What this exercise asks.
1. According to the mumps article, how effective is the mumps shot?
2. Pick up the article on mumps at Penn State after its last sentence and keep writing.

Selected text section start

The Pennsylvania Department of Health said Friday that it is investigating confirmed and potential cases of mumps at Penn State University.
It did not say how many students have been sick and added that it would release no further information "due to confidentiality reasons."
However, Shelley Haffner, infectious disease manager for the university's health center, said there have been five confirmed cases and 15 more are under investigation. The first case was confirmed Jan. 29. Cases have picked up in the last week.
Mumps is a contagious disease spread through respiratory droplets, Haffner said. It is among the infections covered by the MMR (measles, mumps, rubella) vaccine, which is required in Pennsylvania. The CDC recommends that children get two doses of the vaccine, one at 12 to 15 months and the other before entering school.
Parents can seek exemptions to the vaccine law for medical reasons, religious beliefs or "strong" moral convictions.
Haffner said many of the cases have been in students who had received the required two doses of vaccine. Some did not know whether they had been fully vaccinated, but she said none had requested a waiver from the vaccine requirement.
No vaccine is foolproof, she said. The mumps shot is 88 percent effective.
"We know that the vaccine has been effective," she said. "If people weren't immunized, we would have had a whole lot more cases by now."
The state encouraged students to use especially good hygiene while the virus is circulating. "In light of these confirmed mumps cases, and with spring break fast approaching, it is very important for PSU students to avoid sharing food and drinks with others and to monitor their overall health,” said Secretary of Health Karen Murphy. “Students who have been diagnosed with mumps or are experiencing symptoms of the virus should check with PSU Health Services before returning to the State College campus."

Selected text section end
Data for analysis section start

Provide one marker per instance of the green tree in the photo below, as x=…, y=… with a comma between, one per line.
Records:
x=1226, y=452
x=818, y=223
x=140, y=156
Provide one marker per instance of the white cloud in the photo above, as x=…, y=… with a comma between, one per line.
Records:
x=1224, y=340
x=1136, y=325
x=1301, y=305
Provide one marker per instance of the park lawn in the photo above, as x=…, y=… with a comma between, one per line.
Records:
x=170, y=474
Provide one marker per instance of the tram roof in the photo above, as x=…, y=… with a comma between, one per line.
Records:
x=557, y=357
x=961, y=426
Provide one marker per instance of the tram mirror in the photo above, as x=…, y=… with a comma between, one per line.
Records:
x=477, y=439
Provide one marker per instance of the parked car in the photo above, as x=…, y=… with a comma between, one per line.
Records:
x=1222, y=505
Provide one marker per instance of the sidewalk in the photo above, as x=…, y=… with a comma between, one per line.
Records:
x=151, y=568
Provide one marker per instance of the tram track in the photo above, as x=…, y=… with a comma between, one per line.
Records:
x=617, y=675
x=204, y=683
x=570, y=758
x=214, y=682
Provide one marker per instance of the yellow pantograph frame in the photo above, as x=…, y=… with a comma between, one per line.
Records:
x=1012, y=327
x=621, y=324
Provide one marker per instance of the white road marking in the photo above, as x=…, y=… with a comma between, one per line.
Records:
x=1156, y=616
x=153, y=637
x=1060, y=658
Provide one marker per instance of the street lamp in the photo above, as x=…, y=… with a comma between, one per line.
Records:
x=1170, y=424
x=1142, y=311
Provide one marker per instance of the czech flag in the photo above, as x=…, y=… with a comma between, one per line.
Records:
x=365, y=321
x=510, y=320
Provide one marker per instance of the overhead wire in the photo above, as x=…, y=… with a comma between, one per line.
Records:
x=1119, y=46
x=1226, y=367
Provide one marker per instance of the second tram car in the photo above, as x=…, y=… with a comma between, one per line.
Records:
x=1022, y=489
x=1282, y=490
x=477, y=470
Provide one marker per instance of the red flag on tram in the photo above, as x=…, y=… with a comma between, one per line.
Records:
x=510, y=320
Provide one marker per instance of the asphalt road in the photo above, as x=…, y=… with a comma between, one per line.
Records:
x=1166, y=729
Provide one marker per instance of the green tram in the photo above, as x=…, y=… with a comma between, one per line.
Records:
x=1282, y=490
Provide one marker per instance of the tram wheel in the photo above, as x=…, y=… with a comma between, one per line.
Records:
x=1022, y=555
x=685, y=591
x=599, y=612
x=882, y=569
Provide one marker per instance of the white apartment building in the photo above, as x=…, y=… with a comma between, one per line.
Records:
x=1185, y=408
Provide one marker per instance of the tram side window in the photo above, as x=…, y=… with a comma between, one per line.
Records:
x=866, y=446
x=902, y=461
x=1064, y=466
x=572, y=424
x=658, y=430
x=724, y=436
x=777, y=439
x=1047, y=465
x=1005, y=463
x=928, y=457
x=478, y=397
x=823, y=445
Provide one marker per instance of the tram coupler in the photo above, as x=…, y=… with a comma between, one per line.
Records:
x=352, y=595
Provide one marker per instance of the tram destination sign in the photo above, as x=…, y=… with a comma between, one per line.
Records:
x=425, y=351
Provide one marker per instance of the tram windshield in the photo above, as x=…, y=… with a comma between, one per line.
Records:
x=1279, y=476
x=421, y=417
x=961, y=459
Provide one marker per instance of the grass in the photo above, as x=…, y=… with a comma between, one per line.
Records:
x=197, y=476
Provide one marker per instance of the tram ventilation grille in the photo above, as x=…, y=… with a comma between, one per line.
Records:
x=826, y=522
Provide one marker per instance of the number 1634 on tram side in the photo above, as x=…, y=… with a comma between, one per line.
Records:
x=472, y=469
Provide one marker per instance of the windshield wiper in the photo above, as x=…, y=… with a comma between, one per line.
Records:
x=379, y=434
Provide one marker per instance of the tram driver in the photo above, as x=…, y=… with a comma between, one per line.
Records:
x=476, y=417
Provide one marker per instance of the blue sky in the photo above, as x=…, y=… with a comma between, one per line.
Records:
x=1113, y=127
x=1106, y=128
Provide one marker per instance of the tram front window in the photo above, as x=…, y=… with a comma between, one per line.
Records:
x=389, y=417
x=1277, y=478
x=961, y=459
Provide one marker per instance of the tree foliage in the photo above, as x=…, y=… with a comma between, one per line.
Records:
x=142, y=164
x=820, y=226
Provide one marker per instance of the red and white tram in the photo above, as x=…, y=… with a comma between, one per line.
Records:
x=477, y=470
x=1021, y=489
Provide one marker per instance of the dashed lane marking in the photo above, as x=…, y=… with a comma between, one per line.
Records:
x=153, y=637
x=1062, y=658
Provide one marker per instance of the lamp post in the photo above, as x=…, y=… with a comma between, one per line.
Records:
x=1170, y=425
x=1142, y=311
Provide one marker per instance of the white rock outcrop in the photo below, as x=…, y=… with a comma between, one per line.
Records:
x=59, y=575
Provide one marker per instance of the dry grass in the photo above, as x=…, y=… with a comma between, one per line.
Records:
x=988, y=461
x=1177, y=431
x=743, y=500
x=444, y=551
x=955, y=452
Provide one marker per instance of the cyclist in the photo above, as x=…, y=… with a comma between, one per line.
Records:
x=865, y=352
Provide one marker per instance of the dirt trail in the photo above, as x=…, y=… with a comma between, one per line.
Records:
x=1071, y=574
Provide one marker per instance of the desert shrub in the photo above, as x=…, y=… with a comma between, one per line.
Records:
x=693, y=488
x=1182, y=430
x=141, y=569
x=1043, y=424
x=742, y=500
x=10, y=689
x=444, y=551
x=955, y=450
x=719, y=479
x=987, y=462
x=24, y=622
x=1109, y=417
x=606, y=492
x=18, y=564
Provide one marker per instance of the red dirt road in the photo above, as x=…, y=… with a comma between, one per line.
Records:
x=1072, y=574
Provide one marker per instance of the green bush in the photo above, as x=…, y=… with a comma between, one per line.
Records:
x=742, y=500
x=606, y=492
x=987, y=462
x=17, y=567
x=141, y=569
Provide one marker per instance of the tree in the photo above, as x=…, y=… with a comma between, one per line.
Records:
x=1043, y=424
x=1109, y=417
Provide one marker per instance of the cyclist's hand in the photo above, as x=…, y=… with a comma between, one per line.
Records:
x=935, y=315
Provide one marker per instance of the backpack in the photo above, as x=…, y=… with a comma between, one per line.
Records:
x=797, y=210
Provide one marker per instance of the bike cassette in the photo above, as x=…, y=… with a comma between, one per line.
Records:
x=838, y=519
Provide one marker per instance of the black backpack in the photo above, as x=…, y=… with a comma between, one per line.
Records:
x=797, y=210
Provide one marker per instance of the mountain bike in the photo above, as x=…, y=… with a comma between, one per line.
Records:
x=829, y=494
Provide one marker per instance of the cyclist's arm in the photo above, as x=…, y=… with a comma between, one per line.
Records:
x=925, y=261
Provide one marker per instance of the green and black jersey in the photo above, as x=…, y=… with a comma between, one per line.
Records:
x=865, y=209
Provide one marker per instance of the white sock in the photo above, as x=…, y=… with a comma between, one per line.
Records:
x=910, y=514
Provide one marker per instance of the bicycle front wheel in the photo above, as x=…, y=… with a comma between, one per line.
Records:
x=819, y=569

Data for analysis section end

Per-task outputs.
1. The mumps shot is 88 percent effective.

2.
Penn State's spring break is March 6 to 10.
Haffner said the university is encouraging students who are not fully immunized to get the shots now. Students with symptoms have been asked to stay off campus. She said many have gone home.
Mumps has also been reported at other colleges in the U.S. Haffner said she was not aware of outbreaks in other Pennsylvania schools.
Symptoms of mumps include swelling and tenderness of the glands just below or in front of the ear or jaw, fever, headache, muscle aches, fatigue and lack of appetite. They occur about two weeks after exposure. Some victims have no symptoms.
Mumps can occasionally cause inflammation of the testicles, brain, tissues covering the brain and ovaries as well as deafness.
Haffner said none of the Penn State students have had serious complications.
Infected people can spread the virus for two to three days before they have symptoms and another five days after, she said.